**TO BE DONE:**
Write out every item below again, substituting "image coordinates" for each occurrence of "pixel coordinates" and keeping everything else unchanged.

============================================================

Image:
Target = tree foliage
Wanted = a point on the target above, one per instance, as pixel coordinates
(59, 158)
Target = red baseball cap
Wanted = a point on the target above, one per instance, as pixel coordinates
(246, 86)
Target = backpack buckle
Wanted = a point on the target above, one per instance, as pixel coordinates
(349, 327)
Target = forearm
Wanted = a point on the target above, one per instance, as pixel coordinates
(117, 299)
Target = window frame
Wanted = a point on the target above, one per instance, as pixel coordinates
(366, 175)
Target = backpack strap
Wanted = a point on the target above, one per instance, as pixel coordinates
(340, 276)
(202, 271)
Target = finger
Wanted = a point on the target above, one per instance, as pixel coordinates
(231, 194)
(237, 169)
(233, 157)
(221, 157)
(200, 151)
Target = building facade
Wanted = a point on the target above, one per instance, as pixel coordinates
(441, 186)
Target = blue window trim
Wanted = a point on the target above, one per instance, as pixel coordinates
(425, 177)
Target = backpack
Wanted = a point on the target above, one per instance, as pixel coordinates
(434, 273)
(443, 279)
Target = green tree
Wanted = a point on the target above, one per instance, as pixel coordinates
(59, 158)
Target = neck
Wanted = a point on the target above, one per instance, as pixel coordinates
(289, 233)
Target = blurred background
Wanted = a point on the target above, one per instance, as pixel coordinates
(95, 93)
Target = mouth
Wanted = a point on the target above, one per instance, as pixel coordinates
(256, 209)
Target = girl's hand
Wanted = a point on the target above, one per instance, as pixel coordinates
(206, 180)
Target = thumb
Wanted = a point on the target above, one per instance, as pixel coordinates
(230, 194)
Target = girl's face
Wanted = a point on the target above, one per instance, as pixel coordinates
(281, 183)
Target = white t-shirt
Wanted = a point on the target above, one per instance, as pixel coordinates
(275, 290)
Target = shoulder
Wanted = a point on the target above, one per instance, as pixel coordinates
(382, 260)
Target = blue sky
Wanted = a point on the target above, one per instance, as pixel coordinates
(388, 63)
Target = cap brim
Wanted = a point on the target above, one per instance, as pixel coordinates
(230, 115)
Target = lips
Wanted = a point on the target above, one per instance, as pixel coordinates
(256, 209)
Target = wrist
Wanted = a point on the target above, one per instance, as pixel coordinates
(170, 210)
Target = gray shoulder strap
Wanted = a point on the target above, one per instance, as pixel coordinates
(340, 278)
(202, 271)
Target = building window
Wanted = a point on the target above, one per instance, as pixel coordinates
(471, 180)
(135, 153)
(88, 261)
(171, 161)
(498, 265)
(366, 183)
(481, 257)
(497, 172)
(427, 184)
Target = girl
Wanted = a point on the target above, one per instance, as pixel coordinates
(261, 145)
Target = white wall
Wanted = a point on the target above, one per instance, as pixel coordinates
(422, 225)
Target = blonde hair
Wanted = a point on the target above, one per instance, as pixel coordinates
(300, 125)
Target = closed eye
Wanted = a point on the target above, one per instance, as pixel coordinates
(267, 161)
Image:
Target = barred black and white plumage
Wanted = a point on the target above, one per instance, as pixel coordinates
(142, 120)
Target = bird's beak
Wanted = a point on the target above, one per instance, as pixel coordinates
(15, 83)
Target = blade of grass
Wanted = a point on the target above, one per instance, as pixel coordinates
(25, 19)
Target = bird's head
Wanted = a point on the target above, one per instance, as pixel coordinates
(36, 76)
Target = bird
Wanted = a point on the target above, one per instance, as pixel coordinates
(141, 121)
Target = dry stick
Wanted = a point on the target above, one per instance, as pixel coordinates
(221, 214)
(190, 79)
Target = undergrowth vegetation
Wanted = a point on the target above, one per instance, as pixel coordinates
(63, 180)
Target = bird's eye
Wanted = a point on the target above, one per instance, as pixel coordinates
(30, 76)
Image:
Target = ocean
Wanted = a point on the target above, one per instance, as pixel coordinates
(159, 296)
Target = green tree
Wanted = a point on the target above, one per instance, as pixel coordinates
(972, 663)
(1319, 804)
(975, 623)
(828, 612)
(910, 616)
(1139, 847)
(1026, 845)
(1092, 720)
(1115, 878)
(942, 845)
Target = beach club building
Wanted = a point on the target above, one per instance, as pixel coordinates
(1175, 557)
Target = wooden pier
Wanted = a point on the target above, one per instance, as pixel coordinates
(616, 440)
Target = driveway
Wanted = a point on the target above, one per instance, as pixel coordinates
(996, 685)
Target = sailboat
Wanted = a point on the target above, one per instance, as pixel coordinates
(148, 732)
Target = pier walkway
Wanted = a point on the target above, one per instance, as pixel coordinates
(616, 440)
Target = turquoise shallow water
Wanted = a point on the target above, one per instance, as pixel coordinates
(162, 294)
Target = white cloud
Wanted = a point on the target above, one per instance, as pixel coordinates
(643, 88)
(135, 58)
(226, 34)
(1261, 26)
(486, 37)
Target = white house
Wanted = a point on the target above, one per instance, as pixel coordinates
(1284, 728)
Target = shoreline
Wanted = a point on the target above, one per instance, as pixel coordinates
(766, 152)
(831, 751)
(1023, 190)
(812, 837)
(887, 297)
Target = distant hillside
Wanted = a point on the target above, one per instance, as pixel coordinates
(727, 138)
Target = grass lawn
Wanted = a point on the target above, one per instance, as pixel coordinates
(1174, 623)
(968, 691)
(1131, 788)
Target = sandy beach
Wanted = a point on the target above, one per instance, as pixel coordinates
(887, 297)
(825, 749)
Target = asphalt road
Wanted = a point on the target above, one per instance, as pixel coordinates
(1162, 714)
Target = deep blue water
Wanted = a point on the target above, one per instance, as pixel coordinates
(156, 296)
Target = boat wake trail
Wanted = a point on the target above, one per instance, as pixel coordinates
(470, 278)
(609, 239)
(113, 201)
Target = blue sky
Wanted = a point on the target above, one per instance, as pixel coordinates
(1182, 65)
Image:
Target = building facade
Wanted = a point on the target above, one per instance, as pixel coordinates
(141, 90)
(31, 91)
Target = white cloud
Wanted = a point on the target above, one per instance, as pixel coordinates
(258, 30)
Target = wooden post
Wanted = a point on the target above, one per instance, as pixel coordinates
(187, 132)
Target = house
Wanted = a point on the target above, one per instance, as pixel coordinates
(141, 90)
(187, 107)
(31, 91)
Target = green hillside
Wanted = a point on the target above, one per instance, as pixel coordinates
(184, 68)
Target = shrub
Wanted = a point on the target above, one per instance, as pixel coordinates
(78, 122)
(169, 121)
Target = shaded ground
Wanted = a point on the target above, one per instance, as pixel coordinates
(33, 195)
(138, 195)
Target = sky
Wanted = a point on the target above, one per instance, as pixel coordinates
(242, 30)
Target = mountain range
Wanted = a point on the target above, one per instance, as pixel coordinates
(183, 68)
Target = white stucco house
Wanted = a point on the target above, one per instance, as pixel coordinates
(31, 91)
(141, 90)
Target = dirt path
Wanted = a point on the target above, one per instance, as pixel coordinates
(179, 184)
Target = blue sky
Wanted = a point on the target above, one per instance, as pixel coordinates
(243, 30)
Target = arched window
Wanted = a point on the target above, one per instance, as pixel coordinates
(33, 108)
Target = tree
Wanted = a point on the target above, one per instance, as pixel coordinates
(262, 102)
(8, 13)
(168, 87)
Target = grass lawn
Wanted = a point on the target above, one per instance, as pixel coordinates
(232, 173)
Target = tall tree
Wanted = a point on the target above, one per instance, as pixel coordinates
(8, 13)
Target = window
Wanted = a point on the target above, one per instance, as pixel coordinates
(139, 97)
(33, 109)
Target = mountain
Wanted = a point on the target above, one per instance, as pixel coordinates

============================================================

**THE REPLY:**
Image:
Target = tree foliage
Wanted = a point on the target above, one per instance, as image coordinates
(59, 158)
Target = red baseball cap
Wanted = a point on the target above, one per instance, as image coordinates
(246, 86)
Target = backpack buckle
Wanted = a point on the target above, one per instance, as image coordinates
(349, 327)
Target = forearm
Wanted = a point on the target above, one per instance, as image coordinates
(117, 299)
Target = window frame
Wanted = a point on the target above, one per instance, as image coordinates
(366, 175)
Target = backpack strap
Wanted = a point on the target above, one per instance, as image coordinates
(340, 276)
(202, 271)
Target = finger
Wanted = a point on the target above, one per instance, as image coordinates
(231, 194)
(237, 169)
(233, 157)
(221, 157)
(200, 151)
Target = building facade
Wanted = a point on the target above, one per instance, as image coordinates
(441, 186)
Target = blue window trim
Wanted = a point on the target above, one per instance, as image coordinates
(425, 177)
Target = backpack
Wanted = a point on the target above, one per instance, as image coordinates
(434, 273)
(443, 279)
Target = green tree
Wanted = a point on the target above, one per instance, as image coordinates
(59, 158)
Target = neck
Wanted = a point on the target above, one per instance, as image coordinates
(289, 233)
Target = blurred background
Wanted = a point on the target above, one per instance, as image coordinates
(95, 93)
Target = mouth
Wanted = a point on the target above, one per instance, as image coordinates
(256, 209)
Target = girl's hand
Wanted = a point on the target above, one per instance, as image coordinates
(206, 180)
Target = thumb
Wanted = a point on the target above, one per instance, as image coordinates
(230, 194)
Target = girl's face
Wanted = a point on the target above, one per instance, as image coordinates
(281, 183)
Target = white t-shirt
Wanted = a point on the target above, one per instance, as image coordinates
(275, 290)
Target = shoulder
Wanted = a point on the target above, one per instance, as image coordinates
(382, 260)
Target = blue sky
Wanted = a point on the target above, one per instance, as image coordinates
(388, 63)
Target = cap brim
Wanted = a point on the target above, one per instance, as image coordinates
(230, 115)
Target = lips
Wanted = a point on the target above, one per instance, as image coordinates
(256, 209)
Target = wrist
Wanted = a point on the target above, one per instance, as image coordinates
(170, 210)
Target = gray shoulder strap
Wanted = a point on the target above, one per instance, as image coordinates
(340, 278)
(202, 271)
Target = building window
Wanted = a point on the target above, one per instance, as image coordinates
(471, 180)
(135, 153)
(88, 261)
(171, 161)
(498, 265)
(366, 183)
(481, 257)
(497, 172)
(427, 184)
Target = girl
Wanted = a point on the target above, one per instance, as image coordinates
(261, 145)
Target = white wall
Wanted = a point on the target above, one per instance, as image coordinates
(422, 225)
Target = blonde hair
Wanted = a point on the target above, one per instance, as image coordinates
(300, 125)
Target = closed eye
Wanted = a point on the target above, one per instance, as image coordinates
(267, 161)
Image:
Target = barred black and white plumage
Wanted = a point on the target above, one per instance, as image coordinates
(142, 120)
Target = bird's beak
Wanted = a point on the target above, one per instance, as image coordinates
(15, 83)
Target = blade of grass
Wanted = a point on the target above, one per instance, as image coordinates
(25, 19)
Target = bird's head
Wanted = a point on the target above, one per instance, as image coordinates
(36, 76)
Target = bird
Wanted = a point on the target above, one per instance, as image coordinates
(141, 121)
Target = dry stick
Wanted = a point on the target above, one per instance, as image coordinates
(221, 214)
(190, 79)
Target = undergrowth vegetation
Wanted = a point on the target above, one per instance, as image coordinates
(63, 180)
Target = bird's eye
Wanted = a point on the target above, one per instance, as image coordinates
(30, 76)
Image:
Target = ocean
Wanted = a point on the target above, one per instance, as image coordinates
(159, 296)
Target = green tree
Wanted = a point on the target above, one per instance, as image coordinates
(972, 663)
(1319, 804)
(975, 623)
(828, 612)
(910, 616)
(1139, 847)
(1026, 845)
(1092, 720)
(1115, 878)
(942, 845)
Target = beach club building
Wanted = a point on the target above, one per instance, as image coordinates
(1175, 557)
Target = wooden pier
Wanted = a point on the target above, one per instance, as image coordinates
(616, 440)
Target = driveway
Wanted = a point on the target above, one per instance, as image coordinates
(996, 685)
Target = sailboat
Wanted = a point on the target above, one per instance, as image coordinates
(148, 732)
Target = pier walkway
Wanted = a point on the target above, one per instance, as image coordinates
(616, 440)
Target = turquoise shallow water
Wanted = a point on the target above, one per instance, as image coordinates
(162, 294)
Target = white cloud
Wanted = a point on the target above, one per instance, as image coordinates
(643, 88)
(135, 58)
(226, 34)
(1261, 26)
(486, 37)
Target = white house
Wanted = a point on the target above, one per instance, as image coordinates
(1284, 728)
Target = shoreline
Wanted = a point on the target above, one per instance, as image coordinates
(766, 152)
(831, 751)
(1023, 190)
(812, 837)
(887, 297)
Target = distant hillside
Wanted = a point on the target above, one per instance, as image coordinates
(727, 138)
Target = grass lawn
Wanted = a point on the target above, one per instance, as image coordinates
(1174, 623)
(968, 691)
(1131, 788)
Target = sandy beach
Wanted = a point on the target above, one per instance, as image coordinates
(887, 297)
(825, 749)
Target = asphalt road
Wanted = a point on the target above, one per instance, as image coordinates
(1162, 714)
Target = deep blue water
Wanted = a point on the target above, one per instance, as image coordinates
(156, 296)
Target = boat wake trail
Wanted = a point on the target above, one per instance, as image coordinates
(470, 278)
(609, 239)
(113, 201)
Target = blue sky
Wanted = a point on the target above, one per instance, as image coordinates
(1182, 65)
Image:
Target = building facade
Wanted = a point on the target above, one per instance, as image coordinates
(141, 90)
(31, 91)
Target = white cloud
Wanted = a point on the target above, one per instance, as image coordinates
(258, 30)
Target = wooden post
Wanted = a point on the target above, one per instance, as image coordinates
(187, 132)
Target = house
Wanted = a point on the target above, one per instance, as image coordinates
(141, 90)
(187, 107)
(31, 91)
Target = green hillside
Wanted = a point on the target above, one per instance, as image coordinates
(184, 68)
Target = shrub
Wanted = a point on the target above, one per instance, as image coordinates
(78, 122)
(169, 121)
Target = shaded ground
Wanted = a point on the target above, one per instance, as image coordinates
(33, 195)
(138, 195)
Target = sky
Wanted = a point on the target above, one per instance, as image coordinates
(242, 30)
Target = mountain range
Wanted = a point on the target above, one per instance, as image coordinates
(183, 68)
Target = white stucco house
Wanted = a point on the target above, one per instance, as image coordinates
(31, 91)
(141, 90)
Target = dirt path
Wanted = a point on the target above, one per instance, as image coordinates
(179, 184)
Target = blue sky
Wanted = a point on the target above, one per instance, as image coordinates
(243, 30)
Target = arched window
Wanted = a point on the target above, one per instance, as image coordinates
(33, 108)
Target = tree
Wanted = a point on the target above, one per instance, as image coordinates
(262, 102)
(8, 13)
(168, 87)
Target = grass lawn
Wanted = a point on the target above, one per instance, as image coordinates
(232, 173)
Target = tall tree
Wanted = a point on the target above, one per instance, as image coordinates
(8, 13)
Target = window
Wanted = a point on the target above, one per instance, as image coordinates
(139, 97)
(33, 109)
Target = mountain
Wanted = a point on the target above, one per instance, as image coordinates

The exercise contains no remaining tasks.